(Shape labeling records)
________

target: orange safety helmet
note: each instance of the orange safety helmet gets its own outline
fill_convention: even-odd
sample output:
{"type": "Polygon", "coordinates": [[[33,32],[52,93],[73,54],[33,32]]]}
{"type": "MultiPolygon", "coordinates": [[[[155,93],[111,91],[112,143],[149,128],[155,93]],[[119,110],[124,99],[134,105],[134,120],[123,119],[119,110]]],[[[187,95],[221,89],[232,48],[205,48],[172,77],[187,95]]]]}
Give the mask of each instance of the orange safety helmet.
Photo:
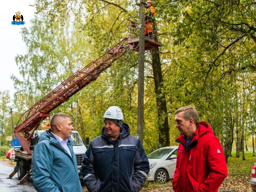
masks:
{"type": "Polygon", "coordinates": [[[51,124],[50,123],[46,123],[46,126],[44,127],[44,129],[51,129],[51,124]]]}
{"type": "Polygon", "coordinates": [[[153,5],[153,3],[151,1],[148,1],[147,2],[148,3],[151,4],[151,6],[153,5]]]}

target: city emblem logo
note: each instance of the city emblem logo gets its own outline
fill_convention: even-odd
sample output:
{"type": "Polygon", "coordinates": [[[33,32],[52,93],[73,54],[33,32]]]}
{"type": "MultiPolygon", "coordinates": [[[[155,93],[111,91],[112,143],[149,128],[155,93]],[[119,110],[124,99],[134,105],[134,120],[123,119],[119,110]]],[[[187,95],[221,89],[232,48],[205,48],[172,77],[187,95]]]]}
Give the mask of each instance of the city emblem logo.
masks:
{"type": "Polygon", "coordinates": [[[13,21],[12,21],[12,25],[24,25],[25,22],[23,21],[23,16],[21,15],[21,12],[19,11],[17,12],[15,12],[15,15],[12,17],[12,20],[13,21]],[[21,20],[21,21],[20,20],[21,20]]]}

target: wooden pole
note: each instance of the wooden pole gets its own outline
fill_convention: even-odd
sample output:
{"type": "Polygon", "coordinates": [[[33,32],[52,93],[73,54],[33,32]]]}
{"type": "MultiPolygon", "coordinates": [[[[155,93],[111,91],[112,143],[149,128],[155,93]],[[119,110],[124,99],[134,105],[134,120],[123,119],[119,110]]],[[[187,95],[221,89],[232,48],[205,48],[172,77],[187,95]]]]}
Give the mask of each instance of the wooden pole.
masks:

________

#### DO THIS
Extract exactly the lines between the line containing "target: wooden pole" and the end of the data, including both.

#### COMPLETE RESPONSE
target: wooden pole
note: each instance of the wooden pole gets its own outline
fill_convention: even-odd
sample output:
{"type": "Polygon", "coordinates": [[[33,32],[52,93],[73,54],[33,32]]]}
{"type": "MultiPolygon", "coordinates": [[[[155,93],[111,91],[112,143],[149,128],[155,93]],[[119,110],[124,99],[134,105],[134,120],[123,119],[119,110]]],[[[187,95],[221,89],[232,48],[205,48],[172,77],[187,95]]]]}
Give the mask of each instance of the wooden pole.
masks:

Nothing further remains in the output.